#### THE EXERCISE:
Reproduce all of the data below line for line, changing no character.

#### DATA FOR THIS EXERCISE:
____
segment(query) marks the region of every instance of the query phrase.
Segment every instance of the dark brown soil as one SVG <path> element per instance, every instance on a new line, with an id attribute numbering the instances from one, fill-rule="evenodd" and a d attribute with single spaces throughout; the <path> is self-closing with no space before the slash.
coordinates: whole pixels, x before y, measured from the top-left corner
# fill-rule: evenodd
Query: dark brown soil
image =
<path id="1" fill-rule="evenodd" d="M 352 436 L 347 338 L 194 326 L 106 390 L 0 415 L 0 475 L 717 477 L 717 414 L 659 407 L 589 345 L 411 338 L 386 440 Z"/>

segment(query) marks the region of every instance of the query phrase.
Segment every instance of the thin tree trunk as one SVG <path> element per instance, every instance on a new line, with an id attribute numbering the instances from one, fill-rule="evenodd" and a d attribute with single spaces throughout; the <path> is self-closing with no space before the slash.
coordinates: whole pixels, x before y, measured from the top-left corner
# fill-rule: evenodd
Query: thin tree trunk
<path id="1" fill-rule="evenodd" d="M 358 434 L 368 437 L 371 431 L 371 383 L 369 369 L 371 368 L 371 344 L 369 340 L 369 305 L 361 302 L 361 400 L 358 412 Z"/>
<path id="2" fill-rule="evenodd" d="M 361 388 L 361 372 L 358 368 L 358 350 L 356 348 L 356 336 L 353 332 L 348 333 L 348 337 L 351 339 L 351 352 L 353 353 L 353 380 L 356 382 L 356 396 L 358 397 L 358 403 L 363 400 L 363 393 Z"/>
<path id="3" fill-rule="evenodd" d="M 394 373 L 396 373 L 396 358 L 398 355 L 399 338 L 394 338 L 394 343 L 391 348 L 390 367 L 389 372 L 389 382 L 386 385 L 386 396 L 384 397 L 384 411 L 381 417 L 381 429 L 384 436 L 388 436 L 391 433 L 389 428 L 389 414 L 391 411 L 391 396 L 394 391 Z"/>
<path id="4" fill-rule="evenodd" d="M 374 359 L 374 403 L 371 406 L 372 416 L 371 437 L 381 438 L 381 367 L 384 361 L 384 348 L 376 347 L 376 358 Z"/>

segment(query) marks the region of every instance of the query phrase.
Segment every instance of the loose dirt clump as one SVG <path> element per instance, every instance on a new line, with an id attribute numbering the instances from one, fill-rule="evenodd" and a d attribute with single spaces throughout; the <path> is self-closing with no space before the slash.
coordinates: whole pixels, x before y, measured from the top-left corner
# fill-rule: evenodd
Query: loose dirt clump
____
#### THE RESULT:
segment(query) marks the region of every instance of the query phrase.
Segment every instance of the dark brown soil as one SVG <path> element per instance, every instance on a new line, with an id attribute numbering the instances from one, fill-rule="evenodd" and a d attribute with single spaces throughout; the <path> is self-closing with no space before the slash.
coordinates: whole pixels, x before y, measured from the top-left corner
# fill-rule: evenodd
Query: dark brown soil
image =
<path id="1" fill-rule="evenodd" d="M 352 436 L 347 338 L 194 326 L 106 390 L 0 415 L 0 475 L 717 477 L 717 414 L 659 407 L 589 345 L 411 338 L 386 440 Z"/>

segment(query) marks the region of every instance of the query phrase.
Segment every instance of the thin tree trunk as one SVG <path> element per instance, every instance on a new line, with an id attribute numbering the instances from one, fill-rule="evenodd" and a d attribute with single spaces throughout; the <path> is self-closing with no space before the slash.
coordinates: whole pixels, x before y, measured from the top-left corner
# fill-rule: evenodd
Query: thin tree trunk
<path id="1" fill-rule="evenodd" d="M 358 434 L 368 437 L 371 431 L 371 383 L 369 369 L 371 368 L 371 344 L 369 340 L 369 305 L 361 302 L 361 400 L 358 412 Z"/>
<path id="2" fill-rule="evenodd" d="M 361 388 L 361 372 L 358 368 L 358 350 L 356 348 L 356 336 L 353 332 L 348 333 L 348 337 L 351 339 L 351 352 L 353 353 L 353 380 L 356 382 L 356 396 L 358 397 L 358 403 L 363 400 L 363 393 Z"/>
<path id="3" fill-rule="evenodd" d="M 394 373 L 396 373 L 396 358 L 398 355 L 399 338 L 394 338 L 394 343 L 391 348 L 390 367 L 389 372 L 389 382 L 386 385 L 386 396 L 384 397 L 384 411 L 381 417 L 381 429 L 384 436 L 388 436 L 391 433 L 389 428 L 389 414 L 391 411 L 391 396 L 394 391 Z"/>
<path id="4" fill-rule="evenodd" d="M 374 359 L 374 403 L 371 406 L 372 416 L 371 437 L 381 438 L 381 367 L 384 361 L 384 348 L 376 347 L 376 358 Z"/>

segment(query) marks the region of every instance of the query phrase.
Segment every instance of the loose dirt clump as one SVG <path> element per instance, every instance on a new line, with an id attribute numbering the instances from one, fill-rule="evenodd" and a d attribute with single spaces throughout; the <path> is self-closing with no space before the slash.
coordinates: whole pixels, x before y, measured from the top-left corner
# fill-rule: evenodd
Query: loose dirt clump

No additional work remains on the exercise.